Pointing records

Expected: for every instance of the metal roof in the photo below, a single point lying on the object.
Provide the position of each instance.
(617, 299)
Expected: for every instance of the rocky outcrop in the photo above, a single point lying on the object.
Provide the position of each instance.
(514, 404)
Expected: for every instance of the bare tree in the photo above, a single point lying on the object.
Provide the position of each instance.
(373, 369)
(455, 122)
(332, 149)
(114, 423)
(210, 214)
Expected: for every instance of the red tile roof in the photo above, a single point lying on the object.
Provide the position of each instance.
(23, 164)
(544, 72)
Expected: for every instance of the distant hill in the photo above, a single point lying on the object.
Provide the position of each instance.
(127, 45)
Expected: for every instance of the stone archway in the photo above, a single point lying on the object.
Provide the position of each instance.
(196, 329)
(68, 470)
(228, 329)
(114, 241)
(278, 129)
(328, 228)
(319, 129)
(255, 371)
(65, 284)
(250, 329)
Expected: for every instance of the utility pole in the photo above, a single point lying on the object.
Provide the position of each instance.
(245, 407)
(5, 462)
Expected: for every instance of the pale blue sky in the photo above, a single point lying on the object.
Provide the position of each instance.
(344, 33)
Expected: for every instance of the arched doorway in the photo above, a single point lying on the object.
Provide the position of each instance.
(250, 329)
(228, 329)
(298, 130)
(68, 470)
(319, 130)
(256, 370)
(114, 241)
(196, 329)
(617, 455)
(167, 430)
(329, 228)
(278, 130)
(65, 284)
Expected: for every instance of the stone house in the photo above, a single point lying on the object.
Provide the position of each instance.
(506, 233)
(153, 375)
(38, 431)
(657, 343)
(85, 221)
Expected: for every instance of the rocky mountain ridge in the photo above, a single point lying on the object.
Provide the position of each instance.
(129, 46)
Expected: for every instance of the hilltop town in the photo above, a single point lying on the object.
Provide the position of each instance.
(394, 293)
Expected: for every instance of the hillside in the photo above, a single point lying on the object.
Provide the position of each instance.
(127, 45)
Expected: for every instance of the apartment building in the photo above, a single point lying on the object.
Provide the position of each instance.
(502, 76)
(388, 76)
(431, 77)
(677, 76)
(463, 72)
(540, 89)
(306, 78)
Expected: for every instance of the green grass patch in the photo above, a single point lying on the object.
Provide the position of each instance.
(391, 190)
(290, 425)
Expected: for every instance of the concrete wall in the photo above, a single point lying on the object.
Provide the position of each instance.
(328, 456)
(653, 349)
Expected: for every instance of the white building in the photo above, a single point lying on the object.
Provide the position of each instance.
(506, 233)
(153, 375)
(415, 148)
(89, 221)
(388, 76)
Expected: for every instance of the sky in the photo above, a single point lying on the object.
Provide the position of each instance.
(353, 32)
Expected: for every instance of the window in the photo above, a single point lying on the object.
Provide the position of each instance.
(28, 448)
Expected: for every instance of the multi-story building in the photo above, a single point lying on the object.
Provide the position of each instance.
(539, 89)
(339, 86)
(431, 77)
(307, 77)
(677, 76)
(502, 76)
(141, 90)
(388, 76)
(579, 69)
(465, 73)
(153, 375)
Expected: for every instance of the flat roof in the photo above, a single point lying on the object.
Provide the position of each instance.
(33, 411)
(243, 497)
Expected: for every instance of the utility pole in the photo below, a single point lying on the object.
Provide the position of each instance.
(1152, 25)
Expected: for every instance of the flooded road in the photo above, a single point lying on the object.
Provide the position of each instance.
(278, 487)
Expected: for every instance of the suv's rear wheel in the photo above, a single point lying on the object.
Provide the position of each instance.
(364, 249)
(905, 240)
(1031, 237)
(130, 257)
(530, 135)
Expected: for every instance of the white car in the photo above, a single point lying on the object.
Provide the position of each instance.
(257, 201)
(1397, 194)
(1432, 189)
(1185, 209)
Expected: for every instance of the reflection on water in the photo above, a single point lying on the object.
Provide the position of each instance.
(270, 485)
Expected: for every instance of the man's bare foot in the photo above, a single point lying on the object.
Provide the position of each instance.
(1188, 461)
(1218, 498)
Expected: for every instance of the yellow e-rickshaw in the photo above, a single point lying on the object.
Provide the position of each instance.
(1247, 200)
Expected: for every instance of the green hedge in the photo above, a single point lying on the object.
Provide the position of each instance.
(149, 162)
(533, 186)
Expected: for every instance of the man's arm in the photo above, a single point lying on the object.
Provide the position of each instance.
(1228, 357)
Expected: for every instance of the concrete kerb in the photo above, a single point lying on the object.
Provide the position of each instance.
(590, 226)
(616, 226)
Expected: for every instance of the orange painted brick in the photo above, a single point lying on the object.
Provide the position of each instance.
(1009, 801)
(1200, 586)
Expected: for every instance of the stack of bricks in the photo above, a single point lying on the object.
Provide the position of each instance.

**Given instruction:**
All of the data above should be transcribed exactly.

**Reply to the task:**
Expected: for every instance of the metal roof in the photo below, a single point lying on the object.
Provide the position of each instance.
(617, 299)
Expected: for every instance of the rocky outcrop in the photo above, a single point lying on the object.
Provide the position of each instance.
(514, 404)
Expected: for every instance of the bare tree in the photo above, a single point lying on the object.
Provide the position of each instance.
(373, 369)
(455, 122)
(332, 149)
(114, 423)
(210, 214)
Expected: for every instance of the red tile roof in the photo above, a single point lying on the object.
Provide the position of each instance.
(23, 164)
(544, 72)
Expected: for every instance of the distant hill in the photo above, a single point lying on the object.
Provide the position of each instance.
(127, 45)
Expected: for every instance of the stone archway in the photo above, a single point lying on the object.
Provide the position of each instance.
(196, 329)
(68, 470)
(228, 329)
(114, 241)
(278, 129)
(328, 228)
(319, 129)
(255, 371)
(65, 284)
(250, 329)
Expected: for every instance of the utility pole in the photo above, a single point lying on the object.
Provide the position of each instance.
(245, 407)
(5, 462)
Expected: for every instance of the pale blue sky in the photo above, a single point lying on the object.
Provide the position of each instance.
(344, 33)
Expected: for every instance of the arched doorway in the photo above, a single point lying on the object.
Provide the position of each instance.
(250, 329)
(228, 329)
(298, 130)
(68, 470)
(319, 130)
(256, 370)
(114, 241)
(196, 329)
(617, 455)
(167, 430)
(329, 228)
(278, 130)
(65, 284)
Expected: for every instance of the stone house in the photo above, a single point lying on the object.
Provide the position of each instance.
(506, 233)
(153, 375)
(38, 431)
(657, 343)
(85, 221)
Expected: for every instance of the rocky mountain ridge in the photo above, a single point lying on the object.
Provide the position of each instance.
(129, 46)
Expected: for every instance of the hilltop town in the photo above, a single point lying on the object.
Provide the position of each instance.
(394, 293)
Expected: for every instance of the hillside in the photo above, a single point lying on the object.
Provide the position of each instance.
(127, 45)
Expected: for every instance of the apartment building in the photo above, a single point lying on the object.
Provide the position of each instance.
(502, 76)
(388, 76)
(431, 77)
(677, 76)
(463, 72)
(540, 89)
(306, 78)
Expected: for every instance of the green grass patch in the photo above, a single point lying on the object.
Provide the position of each instance.
(391, 190)
(290, 425)
Expected: for every instance of the concrete wall in the photo above, a single point lying on the object.
Provide the position of each instance.
(328, 456)
(653, 349)
Expected: for every instance of the white building in the photo above, a single point lying on the object.
Provide the position of each instance.
(506, 233)
(153, 375)
(415, 148)
(89, 221)
(388, 76)
Expected: for every instance of the sky in the photo above, a single point lying on the object.
Provide the position of each instance.
(353, 32)
Expected: for every instance of the window in the photo above, a single point lying on the object.
Provide the position of each instance.
(28, 448)
Expected: for every instance of the multi-story building in the photo above, a single point lying on the object.
Provide the position of each instance.
(539, 89)
(339, 86)
(431, 77)
(307, 77)
(677, 76)
(502, 76)
(141, 90)
(388, 76)
(579, 69)
(465, 73)
(153, 375)
Expected: for every instance of the flat roof in the photo above, a single point lying on the object.
Provide the position of each instance.
(33, 411)
(243, 497)
Expected: for every instance of the utility pole in the photo below, a single point lying on the object.
Provide the position of each instance.
(1152, 25)
Expected: for every instance of the flooded road in the photo above, a single point lying on the object.
Provide the position of each instance.
(278, 487)
Expected: for every instance of the suv's rear wheel in the photo above, a single point lying on the object.
Provide the position of each instance.
(364, 249)
(905, 240)
(1031, 237)
(130, 257)
(530, 135)
Expected: for every instance of the white car in the photo above, a single point lying on the object.
Provide the position of each instance.
(257, 201)
(1397, 194)
(1432, 189)
(1185, 209)
Expected: for every instance of the reflection on water in the photo above, a single point lying on the object.
Provide the position of each instance.
(270, 485)
Expected: for every instance of the man's bare foot in the photo above, a single point lying on the object.
Provide the position of each instance.
(1188, 461)
(1218, 498)
Expected: for every instance of the yellow e-rickshaw in the photo above, a single point lying on the object.
Provide the position of each instance.
(1247, 200)
Expected: for every instance of the green hedge in the photo above, a single point lying on the object.
Provide the position of each instance.
(149, 162)
(533, 186)
Expected: for every instance of the man's arm in the photo above, a single point lying on the object.
Provide the position of each instance.
(1228, 357)
Expected: for every instance of the concrete kerb in the photo above, a single point lying on the object.
Provide the position of each instance.
(590, 226)
(616, 226)
Expected: for every instance of the orange painted brick in the photo above, a single point lying on the object.
Provide the position of each instance.
(1009, 801)
(1200, 586)
Expected: for every instance of the stack of bricks in the photo above, a single point lying on the object.
Provide the position of each instance.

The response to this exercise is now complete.